Transcribe the lines of the records starting with the one that has "the concrete wall" in it and ending with the last, and transcribe nothing else.
━━━━━ DATA
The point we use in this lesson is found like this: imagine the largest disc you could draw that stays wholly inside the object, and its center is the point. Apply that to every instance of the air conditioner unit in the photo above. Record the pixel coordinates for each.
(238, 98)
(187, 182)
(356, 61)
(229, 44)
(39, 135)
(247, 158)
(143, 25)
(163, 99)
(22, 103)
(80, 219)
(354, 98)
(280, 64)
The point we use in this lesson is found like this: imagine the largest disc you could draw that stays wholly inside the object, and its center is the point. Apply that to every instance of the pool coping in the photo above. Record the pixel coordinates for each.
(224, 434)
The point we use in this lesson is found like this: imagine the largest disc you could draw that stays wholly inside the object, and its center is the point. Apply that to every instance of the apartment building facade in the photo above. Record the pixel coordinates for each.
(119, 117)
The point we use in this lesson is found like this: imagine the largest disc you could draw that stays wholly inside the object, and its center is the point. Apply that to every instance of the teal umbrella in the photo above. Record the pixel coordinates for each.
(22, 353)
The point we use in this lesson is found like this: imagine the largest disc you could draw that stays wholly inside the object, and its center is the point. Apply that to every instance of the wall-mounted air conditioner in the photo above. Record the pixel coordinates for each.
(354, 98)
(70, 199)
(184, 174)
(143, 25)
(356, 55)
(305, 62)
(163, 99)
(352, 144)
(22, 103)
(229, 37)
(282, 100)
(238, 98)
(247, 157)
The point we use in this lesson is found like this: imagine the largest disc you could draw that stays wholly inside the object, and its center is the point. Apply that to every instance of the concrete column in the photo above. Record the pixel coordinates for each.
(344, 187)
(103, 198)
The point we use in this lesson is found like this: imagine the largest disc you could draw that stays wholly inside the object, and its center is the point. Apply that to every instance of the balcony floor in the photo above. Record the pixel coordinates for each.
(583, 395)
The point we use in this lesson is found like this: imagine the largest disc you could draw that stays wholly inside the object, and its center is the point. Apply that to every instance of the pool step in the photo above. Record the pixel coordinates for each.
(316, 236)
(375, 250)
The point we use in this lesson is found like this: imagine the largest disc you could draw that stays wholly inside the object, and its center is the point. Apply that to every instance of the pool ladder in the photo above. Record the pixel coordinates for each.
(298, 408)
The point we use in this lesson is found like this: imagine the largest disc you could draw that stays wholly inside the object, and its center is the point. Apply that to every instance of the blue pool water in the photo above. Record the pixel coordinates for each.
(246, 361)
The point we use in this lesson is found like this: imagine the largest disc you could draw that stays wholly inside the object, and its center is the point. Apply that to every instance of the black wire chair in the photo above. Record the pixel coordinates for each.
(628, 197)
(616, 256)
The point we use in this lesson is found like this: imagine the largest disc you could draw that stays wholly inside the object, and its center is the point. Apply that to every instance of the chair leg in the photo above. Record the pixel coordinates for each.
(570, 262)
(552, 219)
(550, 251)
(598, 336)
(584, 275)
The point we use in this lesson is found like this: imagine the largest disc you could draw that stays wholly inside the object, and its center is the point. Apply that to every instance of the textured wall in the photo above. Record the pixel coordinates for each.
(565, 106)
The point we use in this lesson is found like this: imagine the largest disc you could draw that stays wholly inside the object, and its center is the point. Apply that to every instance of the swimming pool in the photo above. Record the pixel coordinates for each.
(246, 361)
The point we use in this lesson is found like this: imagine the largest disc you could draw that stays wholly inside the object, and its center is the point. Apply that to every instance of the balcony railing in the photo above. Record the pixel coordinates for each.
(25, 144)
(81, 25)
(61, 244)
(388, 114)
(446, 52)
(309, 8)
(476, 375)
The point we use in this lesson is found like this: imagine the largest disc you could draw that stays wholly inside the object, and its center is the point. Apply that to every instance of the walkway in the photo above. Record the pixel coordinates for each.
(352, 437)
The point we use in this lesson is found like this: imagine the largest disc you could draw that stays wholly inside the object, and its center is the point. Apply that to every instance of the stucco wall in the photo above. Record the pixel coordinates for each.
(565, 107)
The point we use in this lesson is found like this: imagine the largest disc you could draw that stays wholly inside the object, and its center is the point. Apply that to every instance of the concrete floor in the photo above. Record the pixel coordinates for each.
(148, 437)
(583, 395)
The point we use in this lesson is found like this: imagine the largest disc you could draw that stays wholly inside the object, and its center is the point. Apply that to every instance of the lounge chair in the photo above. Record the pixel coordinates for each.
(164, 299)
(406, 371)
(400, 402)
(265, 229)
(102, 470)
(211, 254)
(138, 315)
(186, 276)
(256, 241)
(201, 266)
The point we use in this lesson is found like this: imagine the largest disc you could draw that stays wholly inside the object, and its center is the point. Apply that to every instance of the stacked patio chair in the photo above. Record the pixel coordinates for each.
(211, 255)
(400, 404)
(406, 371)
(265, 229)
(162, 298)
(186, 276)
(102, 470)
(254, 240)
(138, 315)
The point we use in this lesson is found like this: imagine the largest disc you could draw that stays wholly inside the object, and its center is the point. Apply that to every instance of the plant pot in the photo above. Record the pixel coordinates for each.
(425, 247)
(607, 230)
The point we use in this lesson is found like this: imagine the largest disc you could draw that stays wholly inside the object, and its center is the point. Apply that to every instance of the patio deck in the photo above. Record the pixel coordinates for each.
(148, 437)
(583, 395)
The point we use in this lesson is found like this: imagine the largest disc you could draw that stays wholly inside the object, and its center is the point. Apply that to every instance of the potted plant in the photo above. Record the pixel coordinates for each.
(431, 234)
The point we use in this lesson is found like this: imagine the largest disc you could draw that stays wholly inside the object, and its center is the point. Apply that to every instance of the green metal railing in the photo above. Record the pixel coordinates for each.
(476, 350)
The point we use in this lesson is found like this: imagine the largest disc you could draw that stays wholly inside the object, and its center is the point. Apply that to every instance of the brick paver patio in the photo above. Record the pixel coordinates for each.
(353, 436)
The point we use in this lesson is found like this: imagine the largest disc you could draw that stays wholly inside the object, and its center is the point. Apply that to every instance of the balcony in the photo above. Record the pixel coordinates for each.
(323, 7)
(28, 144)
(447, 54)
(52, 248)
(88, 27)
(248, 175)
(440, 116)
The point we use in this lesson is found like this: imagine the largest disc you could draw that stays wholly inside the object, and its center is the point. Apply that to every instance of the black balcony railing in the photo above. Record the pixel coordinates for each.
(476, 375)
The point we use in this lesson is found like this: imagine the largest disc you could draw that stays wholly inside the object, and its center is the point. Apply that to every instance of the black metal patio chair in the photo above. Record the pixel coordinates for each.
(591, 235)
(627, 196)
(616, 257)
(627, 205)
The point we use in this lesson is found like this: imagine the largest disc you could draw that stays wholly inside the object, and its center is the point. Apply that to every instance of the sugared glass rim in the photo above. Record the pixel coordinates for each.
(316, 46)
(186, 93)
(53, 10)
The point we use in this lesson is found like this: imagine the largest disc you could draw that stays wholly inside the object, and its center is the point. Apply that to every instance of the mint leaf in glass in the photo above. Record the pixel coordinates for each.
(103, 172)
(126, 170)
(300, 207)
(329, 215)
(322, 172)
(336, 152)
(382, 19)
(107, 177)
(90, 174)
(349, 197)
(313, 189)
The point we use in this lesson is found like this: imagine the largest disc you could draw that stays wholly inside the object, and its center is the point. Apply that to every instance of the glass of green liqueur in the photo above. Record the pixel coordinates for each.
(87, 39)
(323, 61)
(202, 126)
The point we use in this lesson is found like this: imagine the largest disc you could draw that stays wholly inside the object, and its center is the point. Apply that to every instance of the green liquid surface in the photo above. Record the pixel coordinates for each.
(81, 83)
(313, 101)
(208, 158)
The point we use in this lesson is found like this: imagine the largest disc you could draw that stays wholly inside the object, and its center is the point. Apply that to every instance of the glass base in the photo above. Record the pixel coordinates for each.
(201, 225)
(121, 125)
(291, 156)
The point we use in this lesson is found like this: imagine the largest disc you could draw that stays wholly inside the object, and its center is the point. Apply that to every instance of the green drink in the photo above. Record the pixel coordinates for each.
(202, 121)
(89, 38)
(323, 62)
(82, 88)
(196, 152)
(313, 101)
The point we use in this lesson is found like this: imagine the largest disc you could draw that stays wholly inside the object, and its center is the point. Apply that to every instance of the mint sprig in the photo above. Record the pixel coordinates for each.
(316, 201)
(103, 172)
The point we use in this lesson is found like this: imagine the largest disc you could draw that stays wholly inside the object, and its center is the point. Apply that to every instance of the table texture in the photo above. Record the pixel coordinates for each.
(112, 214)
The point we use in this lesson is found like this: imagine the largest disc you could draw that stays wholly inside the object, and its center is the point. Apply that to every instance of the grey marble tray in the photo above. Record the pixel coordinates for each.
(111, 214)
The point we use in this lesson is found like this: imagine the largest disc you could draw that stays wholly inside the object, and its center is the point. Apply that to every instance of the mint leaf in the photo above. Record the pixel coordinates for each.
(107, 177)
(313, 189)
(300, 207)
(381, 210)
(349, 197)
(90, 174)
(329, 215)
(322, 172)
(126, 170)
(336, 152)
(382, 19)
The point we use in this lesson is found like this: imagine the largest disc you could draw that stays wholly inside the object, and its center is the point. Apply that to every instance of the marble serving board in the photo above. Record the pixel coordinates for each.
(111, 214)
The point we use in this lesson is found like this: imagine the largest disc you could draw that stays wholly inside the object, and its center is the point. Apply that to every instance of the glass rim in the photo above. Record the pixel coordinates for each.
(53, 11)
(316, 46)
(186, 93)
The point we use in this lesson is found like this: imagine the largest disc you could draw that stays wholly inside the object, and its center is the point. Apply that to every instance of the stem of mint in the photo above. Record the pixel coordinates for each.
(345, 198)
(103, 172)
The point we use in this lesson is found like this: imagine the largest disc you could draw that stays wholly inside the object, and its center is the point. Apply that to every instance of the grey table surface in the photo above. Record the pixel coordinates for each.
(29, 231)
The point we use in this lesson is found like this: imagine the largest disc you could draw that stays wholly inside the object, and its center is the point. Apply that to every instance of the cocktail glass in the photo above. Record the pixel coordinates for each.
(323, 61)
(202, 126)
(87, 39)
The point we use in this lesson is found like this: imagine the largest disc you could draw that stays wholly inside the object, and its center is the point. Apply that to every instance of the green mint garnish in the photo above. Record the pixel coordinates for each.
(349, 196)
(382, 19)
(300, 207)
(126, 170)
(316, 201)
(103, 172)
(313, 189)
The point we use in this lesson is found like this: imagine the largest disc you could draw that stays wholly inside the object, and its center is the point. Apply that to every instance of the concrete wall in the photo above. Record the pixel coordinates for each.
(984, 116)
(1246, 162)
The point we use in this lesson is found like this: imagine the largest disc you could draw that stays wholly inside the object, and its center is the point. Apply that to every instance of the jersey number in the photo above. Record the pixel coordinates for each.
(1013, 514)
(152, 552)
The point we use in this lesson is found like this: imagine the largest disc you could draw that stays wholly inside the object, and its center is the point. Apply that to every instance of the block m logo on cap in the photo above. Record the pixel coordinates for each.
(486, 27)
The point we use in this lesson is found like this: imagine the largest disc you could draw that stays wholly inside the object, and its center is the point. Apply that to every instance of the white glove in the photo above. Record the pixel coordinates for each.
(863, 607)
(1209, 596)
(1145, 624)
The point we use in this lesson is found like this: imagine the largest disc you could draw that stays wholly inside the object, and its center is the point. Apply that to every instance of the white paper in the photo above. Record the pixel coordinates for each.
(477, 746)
━━━━━━━━━━
RESPONSE
The point we use in this lesson is found like this: imagine the largest disc you could draw that stays wholly inside the object, and its center is the point. Apply that to every instance of the concrete wall in the photo above. Record the pixel coordinates for each.
(984, 116)
(1246, 162)
The point we use in this lesson is found like this: imagine the largest disc you could draw that stays wholly inside the object, and its center is the point. Apply that to every instance of the jersey number in the photo above. Record the pixel coordinates for each.
(1013, 514)
(152, 552)
The point we use in this lesson is found like this: imagine the largest disc you could draw that stays wholly inside the object, and its center is the point. Apply that to every instance of the block m logo on cap in the photo above. Record the pixel coordinates for each.
(486, 27)
The point we use in this lesson is found like this: imagine the largest disc you could draw that stays wholly inside the object, and its center is the point. Apply that to every instance of the white glove in the photo above. Record the pixel coordinates for each.
(863, 607)
(1209, 596)
(1145, 624)
The point we use in this lesson is found like this: imagine the largest disc you could draw that stays wholly inside the object, and its center is the point. Apply that to every instance of the white paper in the photo above. Record the pixel coordinates for each.
(477, 746)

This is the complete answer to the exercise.